§ INPUT MATERIAL
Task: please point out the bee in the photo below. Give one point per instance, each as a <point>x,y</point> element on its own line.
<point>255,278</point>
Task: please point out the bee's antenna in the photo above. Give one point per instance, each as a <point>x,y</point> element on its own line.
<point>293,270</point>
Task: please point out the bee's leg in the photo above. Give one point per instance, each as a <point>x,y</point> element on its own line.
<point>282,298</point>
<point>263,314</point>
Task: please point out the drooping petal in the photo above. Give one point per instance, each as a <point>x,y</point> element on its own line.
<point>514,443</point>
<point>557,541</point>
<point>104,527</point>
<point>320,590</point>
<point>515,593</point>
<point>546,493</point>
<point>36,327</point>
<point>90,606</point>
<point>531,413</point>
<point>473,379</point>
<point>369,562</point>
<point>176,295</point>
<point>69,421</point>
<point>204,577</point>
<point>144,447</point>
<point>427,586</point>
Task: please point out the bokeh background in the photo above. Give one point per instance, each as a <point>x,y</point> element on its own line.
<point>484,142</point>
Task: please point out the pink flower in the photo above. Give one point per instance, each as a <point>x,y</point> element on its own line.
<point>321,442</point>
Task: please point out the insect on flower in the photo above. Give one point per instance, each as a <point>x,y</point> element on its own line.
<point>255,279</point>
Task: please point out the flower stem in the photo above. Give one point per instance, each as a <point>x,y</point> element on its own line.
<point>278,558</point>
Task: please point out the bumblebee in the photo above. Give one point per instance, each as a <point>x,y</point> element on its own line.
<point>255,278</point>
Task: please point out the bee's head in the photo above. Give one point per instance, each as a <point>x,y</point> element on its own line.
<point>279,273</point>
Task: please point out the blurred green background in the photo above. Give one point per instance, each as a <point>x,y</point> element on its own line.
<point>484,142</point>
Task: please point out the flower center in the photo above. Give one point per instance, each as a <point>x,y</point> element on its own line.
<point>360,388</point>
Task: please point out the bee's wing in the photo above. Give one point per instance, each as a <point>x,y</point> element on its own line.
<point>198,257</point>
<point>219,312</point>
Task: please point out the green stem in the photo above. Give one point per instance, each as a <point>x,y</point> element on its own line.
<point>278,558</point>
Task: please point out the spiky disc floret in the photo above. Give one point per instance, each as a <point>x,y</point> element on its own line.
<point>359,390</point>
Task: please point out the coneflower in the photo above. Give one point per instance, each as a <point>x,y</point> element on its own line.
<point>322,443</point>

---

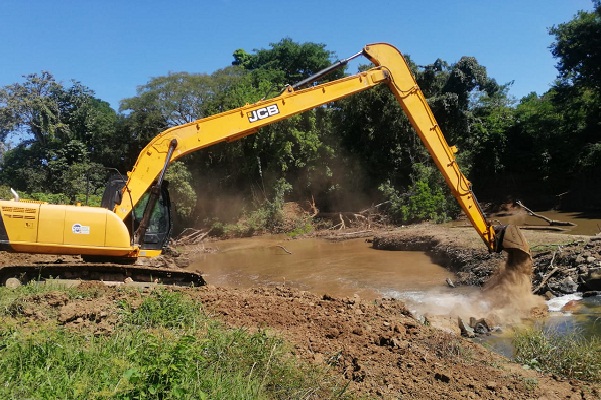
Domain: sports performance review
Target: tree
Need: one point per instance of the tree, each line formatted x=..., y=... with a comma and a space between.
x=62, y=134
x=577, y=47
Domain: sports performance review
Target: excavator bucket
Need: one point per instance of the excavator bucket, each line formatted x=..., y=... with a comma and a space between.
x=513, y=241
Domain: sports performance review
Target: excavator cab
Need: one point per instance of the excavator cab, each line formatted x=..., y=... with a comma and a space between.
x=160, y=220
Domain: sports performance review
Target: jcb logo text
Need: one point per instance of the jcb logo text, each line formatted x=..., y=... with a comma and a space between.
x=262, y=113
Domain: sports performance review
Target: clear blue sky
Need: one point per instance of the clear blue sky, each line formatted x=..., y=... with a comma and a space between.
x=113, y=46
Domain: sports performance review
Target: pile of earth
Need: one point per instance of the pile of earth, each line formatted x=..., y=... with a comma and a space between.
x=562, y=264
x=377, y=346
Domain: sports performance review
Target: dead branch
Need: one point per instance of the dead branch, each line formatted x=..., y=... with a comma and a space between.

§ EXERCISE INSTRUCTIONS
Copy out each line of the data where the string "branch" appears.

§ WRITTEN ANSWER
Target: dead branch
Need: one point per instance of the dead branch, each line formatted x=..., y=... with a comma and a space between.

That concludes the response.